Copy out all of the records, exactly as they appear.

[Opening Task input section]

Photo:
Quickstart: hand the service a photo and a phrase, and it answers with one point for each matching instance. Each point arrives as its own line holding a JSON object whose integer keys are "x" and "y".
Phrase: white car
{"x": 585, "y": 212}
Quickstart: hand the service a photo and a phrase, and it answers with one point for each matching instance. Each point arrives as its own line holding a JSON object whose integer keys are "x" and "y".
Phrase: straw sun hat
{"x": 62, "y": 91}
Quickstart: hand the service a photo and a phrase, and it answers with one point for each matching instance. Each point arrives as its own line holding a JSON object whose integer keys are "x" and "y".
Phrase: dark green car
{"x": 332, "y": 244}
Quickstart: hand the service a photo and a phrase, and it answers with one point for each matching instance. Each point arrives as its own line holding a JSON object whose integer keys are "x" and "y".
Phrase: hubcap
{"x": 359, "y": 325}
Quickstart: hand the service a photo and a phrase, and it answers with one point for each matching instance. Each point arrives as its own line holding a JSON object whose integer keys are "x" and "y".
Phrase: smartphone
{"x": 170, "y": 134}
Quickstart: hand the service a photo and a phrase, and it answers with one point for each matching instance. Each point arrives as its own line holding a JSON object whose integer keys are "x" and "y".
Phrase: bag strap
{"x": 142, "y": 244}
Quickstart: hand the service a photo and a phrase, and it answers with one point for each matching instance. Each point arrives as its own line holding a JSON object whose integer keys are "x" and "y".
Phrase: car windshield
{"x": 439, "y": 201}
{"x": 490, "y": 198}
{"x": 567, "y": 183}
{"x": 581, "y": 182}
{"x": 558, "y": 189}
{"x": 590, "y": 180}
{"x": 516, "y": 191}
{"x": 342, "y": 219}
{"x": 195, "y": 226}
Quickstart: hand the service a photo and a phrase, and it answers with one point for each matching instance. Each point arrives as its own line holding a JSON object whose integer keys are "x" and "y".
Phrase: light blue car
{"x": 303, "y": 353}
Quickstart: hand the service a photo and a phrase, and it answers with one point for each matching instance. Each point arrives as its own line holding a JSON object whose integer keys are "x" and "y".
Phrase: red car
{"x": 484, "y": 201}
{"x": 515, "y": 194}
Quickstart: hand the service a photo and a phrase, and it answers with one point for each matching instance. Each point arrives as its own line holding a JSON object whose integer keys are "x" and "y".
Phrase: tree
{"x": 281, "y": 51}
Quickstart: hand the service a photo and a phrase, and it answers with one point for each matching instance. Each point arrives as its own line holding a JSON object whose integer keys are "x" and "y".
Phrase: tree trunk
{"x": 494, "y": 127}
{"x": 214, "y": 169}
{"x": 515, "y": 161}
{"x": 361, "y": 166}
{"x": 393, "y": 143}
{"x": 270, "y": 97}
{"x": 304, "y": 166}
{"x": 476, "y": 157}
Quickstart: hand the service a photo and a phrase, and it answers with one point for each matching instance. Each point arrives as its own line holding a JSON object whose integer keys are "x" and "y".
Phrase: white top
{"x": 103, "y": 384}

[Closing Task input section]

▸ **Answer to the exercise**:
Photo:
Quickstart: hand the service a photo and a phrase, and it answers with one point for each matching instance. Each point arrives as its own line holding a JSON object whose integer keys are "x" and "y".
Phrase: white car
{"x": 585, "y": 212}
Quickstart: hand the service a photo and a phrase, and it answers with one point for each matching instance. Each point arrives as its own line holding a JSON object whose integer keys are "x" and "y".
Phrase: straw sun hat
{"x": 62, "y": 91}
Quickstart: hand the service a photo and a phrase, and it answers with one point for each matching instance. Each point arrives as its own line holding a JSON object whose integer keys are "x" and "y".
Phrase: dark green car
{"x": 332, "y": 244}
Quickstart: hand the service a photo and a phrase, and it answers with one point for each matching instance. Each point arrives as its own line holding a JSON object whose integer keys are "x" and "y".
Phrase: hubcap
{"x": 359, "y": 325}
Quickstart: hand the service a photo and a phrase, and it answers with one point for each matching instance. Each point arrives as its own line holding a JSON object whose integer keys are "x" and "y".
Phrase: smartphone
{"x": 170, "y": 134}
Quickstart: hand the service a photo and a phrase, and it answers with one point for each matching instance. Each point arrives as its own line holding a JSON object whose integer keys are "x" and "y".
Phrase: bag strap
{"x": 142, "y": 244}
Quickstart: hand the service a photo and a phrase, and it answers with one point for each matching instance. Each point arrives as its own line holding a JSON object whose integer keys are "x" and "y".
Phrase: car windshield
{"x": 439, "y": 201}
{"x": 490, "y": 198}
{"x": 567, "y": 183}
{"x": 581, "y": 182}
{"x": 558, "y": 189}
{"x": 590, "y": 180}
{"x": 516, "y": 191}
{"x": 342, "y": 219}
{"x": 195, "y": 226}
Quickstart: hand the service a photo and a phrase, and it answers with one point for each matching instance. Each point arrives as its own line holding a JSON object whose integer keys are "x" and "y".
Phrase: light blue car
{"x": 303, "y": 353}
Quickstart: hand the service a photo and a phrase, and it answers with one point for each matching instance. Each point arrives as its own line holding a JSON object whose integer keys are "x" and "y".
Phrase: red car
{"x": 484, "y": 201}
{"x": 515, "y": 194}
Quickstart: hand the service a photo and a phrase, and it answers with one point for each matching instance. Each point arrives as its own line holding a JSON object whose integer keys are "x" and "y".
Phrase: tree
{"x": 281, "y": 51}
Quickstart: hand the service a photo and a phrase, and it answers with one point for each matching instance. Each point arrives as its own line holding a JSON object whose integer keys are "x" and "y".
Phrase: tree trunk
{"x": 494, "y": 127}
{"x": 214, "y": 169}
{"x": 515, "y": 161}
{"x": 361, "y": 166}
{"x": 393, "y": 143}
{"x": 270, "y": 97}
{"x": 304, "y": 166}
{"x": 476, "y": 157}
Quickstart: hand the service a photo and a phrase, and it answers with one point for each matching instance. Each point arrives as its own line holding a JSON object whose integer keys are "x" and "y".
Phrase: white top
{"x": 103, "y": 384}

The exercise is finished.